Keenlinks

Spider-view: “Shaw’s Gambit” (Cosmic Spider-Man, Part 6)

A visually stunning brawl is slightly hindered by a narrative straining at its limited potential

—by Nathan on November 3, 2021—

asm328-1

“It’s not easy being green,” Kermit the Frog once sang, lamenting how the tone of his skin (felt?) blended in with so many other things. The same could be sung about gray. And even though the Hulk’s been both during his decades-long tenure as a rampaging force of destruction, he stands out a little more than a singing frog who plays banjo in the swamp.

Hulk’s been through several changes through the years, skin color and otherwise, but Peter David is held to be the man who made sense of those changes. Maybe older comics can chalk up the gray-to-green switch to coloring issues in the printing process, but David cemented the change as a result of Banner’s psyche (and he's not a bad Spidey writer, to boot). The gray Hulk was more intelligent, capable of crafting sentences longer than “Hulk smash!” For a time, he worked as a leg-breaker, going by the suave persona of Joe Fixit.

Still gray in the very early 90s, the Hulk encountered our empowered Spider-Man. You can tell the assembled creators were itching for a chance to bring the former Jade Giant face-to-face with a cosmically-charged Spidey. For a guy who claims to always be “the strongest one there is,” he’s about to run right into a genuine contender for that particular title.

“Shaw’s Gambit”

-=-=-=-=-

The tasks>
1. Condense the paragraph of the review that begins "Hulk's been through several changes" into a short bulleted list that keeps its main facts.
2. Copy the portion of the review starting at "Still gray in" and ending at "that particular title.".
None of the entries that come next are needed.

Dataset records:
-=-=-=-=-

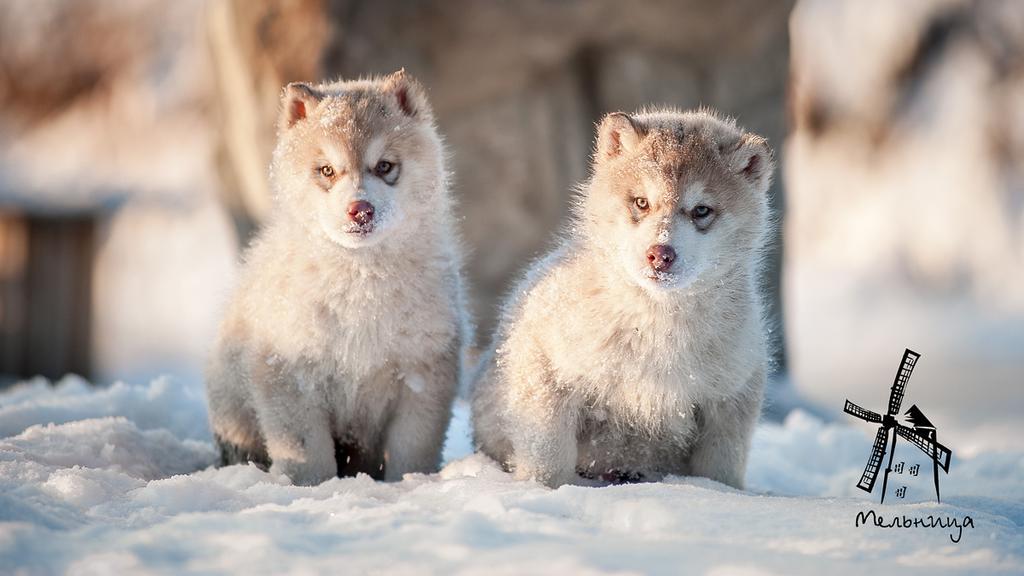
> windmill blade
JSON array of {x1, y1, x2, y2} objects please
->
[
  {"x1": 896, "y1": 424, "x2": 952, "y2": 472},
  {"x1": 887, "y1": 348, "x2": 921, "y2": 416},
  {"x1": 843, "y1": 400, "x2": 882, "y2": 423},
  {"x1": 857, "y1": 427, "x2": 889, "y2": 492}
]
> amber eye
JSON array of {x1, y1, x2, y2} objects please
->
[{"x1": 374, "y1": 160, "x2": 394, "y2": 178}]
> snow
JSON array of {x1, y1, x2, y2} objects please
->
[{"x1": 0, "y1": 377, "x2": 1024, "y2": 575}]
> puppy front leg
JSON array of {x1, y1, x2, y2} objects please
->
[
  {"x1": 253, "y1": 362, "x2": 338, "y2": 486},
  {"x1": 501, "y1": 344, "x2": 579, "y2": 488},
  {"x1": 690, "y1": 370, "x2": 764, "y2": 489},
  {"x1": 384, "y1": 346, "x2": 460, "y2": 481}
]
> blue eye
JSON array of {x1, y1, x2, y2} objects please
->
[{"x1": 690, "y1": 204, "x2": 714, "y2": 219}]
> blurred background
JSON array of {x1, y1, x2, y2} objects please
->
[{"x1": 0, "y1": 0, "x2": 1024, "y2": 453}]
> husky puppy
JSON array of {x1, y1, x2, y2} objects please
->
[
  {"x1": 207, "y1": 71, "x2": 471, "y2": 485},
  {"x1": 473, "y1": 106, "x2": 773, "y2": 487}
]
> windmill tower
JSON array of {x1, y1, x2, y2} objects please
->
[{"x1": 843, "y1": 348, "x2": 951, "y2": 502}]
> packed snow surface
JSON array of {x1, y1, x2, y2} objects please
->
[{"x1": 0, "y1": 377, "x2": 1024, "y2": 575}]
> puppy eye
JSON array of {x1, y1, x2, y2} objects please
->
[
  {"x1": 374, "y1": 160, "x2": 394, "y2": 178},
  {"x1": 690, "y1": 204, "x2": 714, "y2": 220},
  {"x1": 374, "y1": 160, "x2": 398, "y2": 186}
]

-=-=-=-=-

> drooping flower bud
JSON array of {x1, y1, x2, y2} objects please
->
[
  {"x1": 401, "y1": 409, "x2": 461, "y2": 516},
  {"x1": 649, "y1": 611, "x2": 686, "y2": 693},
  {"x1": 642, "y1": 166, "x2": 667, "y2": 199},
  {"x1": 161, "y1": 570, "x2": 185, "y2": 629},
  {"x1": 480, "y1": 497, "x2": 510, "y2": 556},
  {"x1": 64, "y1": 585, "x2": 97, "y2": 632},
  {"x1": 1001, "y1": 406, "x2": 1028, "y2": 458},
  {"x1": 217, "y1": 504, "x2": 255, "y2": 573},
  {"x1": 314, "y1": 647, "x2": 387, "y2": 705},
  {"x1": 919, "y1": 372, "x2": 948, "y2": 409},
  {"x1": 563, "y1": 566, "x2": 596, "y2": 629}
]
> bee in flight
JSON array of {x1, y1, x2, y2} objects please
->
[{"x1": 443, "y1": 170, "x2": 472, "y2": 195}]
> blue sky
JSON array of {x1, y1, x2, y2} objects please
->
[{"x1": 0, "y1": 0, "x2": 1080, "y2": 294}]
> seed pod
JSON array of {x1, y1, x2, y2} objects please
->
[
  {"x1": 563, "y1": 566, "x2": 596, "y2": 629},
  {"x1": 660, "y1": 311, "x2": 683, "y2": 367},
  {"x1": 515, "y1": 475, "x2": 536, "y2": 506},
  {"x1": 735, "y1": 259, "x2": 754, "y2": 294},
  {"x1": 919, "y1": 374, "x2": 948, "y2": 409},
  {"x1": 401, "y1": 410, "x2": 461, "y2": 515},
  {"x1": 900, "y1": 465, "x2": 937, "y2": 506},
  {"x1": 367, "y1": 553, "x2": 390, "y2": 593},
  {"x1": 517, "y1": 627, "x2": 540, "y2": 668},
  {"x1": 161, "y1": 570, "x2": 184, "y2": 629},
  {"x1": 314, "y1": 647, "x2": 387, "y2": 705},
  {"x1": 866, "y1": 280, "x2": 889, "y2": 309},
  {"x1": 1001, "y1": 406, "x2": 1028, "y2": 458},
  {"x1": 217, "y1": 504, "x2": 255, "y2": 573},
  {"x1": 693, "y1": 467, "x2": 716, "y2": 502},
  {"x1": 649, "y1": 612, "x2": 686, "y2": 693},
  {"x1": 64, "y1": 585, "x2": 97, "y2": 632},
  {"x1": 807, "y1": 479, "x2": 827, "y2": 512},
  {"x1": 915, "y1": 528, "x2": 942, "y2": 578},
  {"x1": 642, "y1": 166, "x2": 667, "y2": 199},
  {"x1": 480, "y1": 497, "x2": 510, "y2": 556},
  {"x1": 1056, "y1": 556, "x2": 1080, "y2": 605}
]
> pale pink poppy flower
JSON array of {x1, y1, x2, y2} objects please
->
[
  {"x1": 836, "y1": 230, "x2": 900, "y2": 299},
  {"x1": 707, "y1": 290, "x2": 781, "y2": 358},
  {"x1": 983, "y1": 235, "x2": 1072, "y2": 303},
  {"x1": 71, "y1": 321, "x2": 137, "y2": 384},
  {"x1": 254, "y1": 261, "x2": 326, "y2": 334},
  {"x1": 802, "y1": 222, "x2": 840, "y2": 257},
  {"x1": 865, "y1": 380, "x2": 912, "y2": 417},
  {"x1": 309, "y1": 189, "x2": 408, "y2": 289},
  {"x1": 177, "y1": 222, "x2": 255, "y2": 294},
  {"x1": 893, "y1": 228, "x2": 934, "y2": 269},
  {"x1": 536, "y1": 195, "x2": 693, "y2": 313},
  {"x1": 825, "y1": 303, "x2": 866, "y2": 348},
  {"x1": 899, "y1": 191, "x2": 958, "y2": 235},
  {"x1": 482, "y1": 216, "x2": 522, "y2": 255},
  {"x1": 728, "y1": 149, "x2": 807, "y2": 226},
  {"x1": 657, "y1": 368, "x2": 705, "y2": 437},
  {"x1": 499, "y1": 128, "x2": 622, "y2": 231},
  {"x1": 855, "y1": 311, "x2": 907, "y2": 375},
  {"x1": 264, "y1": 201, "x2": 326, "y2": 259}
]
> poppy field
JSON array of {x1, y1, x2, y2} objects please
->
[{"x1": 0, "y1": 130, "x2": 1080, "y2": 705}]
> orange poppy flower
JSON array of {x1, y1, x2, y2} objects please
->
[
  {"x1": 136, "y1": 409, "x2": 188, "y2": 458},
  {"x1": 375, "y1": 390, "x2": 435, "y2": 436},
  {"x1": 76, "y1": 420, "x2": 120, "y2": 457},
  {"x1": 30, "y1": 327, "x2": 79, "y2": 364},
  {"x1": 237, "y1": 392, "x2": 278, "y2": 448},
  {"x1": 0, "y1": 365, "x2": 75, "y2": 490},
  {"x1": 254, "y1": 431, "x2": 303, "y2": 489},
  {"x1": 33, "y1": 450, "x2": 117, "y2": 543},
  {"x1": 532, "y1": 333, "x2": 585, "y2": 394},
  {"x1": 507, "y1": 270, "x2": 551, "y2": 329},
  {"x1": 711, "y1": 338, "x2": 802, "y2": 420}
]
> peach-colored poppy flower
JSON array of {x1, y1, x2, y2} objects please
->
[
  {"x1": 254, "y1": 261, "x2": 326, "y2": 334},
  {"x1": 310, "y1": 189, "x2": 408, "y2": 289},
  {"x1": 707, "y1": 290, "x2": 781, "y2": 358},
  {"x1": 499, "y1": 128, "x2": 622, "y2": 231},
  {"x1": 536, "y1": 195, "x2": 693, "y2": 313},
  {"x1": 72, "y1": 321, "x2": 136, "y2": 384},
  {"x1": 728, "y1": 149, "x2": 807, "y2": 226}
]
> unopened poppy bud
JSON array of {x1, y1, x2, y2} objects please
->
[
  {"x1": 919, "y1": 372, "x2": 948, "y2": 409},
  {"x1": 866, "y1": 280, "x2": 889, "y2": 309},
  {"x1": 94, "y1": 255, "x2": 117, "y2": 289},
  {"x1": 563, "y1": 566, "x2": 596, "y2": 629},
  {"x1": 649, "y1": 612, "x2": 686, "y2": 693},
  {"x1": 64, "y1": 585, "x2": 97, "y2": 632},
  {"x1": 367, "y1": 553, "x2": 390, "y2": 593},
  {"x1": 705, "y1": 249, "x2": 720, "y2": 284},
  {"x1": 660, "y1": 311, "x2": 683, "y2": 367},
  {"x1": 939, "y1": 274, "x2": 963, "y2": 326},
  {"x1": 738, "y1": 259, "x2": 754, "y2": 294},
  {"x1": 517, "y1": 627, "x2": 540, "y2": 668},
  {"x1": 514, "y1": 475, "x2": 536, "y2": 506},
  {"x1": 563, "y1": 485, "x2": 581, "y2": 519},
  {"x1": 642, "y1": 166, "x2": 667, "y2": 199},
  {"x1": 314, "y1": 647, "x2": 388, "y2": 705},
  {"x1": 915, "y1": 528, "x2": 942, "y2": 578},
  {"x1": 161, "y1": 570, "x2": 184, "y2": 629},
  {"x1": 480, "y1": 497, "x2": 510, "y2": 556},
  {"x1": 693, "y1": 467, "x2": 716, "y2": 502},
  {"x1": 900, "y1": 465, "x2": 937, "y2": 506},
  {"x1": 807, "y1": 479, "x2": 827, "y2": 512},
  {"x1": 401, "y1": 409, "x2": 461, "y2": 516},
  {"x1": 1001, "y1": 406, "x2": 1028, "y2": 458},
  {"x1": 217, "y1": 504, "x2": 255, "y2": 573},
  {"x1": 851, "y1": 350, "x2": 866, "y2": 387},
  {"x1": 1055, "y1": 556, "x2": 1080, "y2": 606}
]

-=-=-=-=-

Problem solutions>
1.
- The Hulk has gone through several changes over the years, including his skin color.
- Peter David is held to be the one who made sense of those changes. He cemented the gray-to-green switch as a result of Banner's psyche, though older comics might attribute it to coloring issues in printing.
- David is also described as a capable Spider-Man writer.
- The gray Hulk was more intelligent and could form sentences longer than "Hulk smash!"
- For a time, the gray Hulk worked as a leg-breaker under the persona Joe Fixit.

2.
Still gray in the very early 90s, the Hulk encountered our empowered Spider-Man. You can tell the assembled creators were itching for a chance to bring the former Jade Giant face-to-face with a cosmically-charged Spidey. For a guy who claims to always be “the strongest one there is,” he’s about to run right into a genuine contender for that particular title.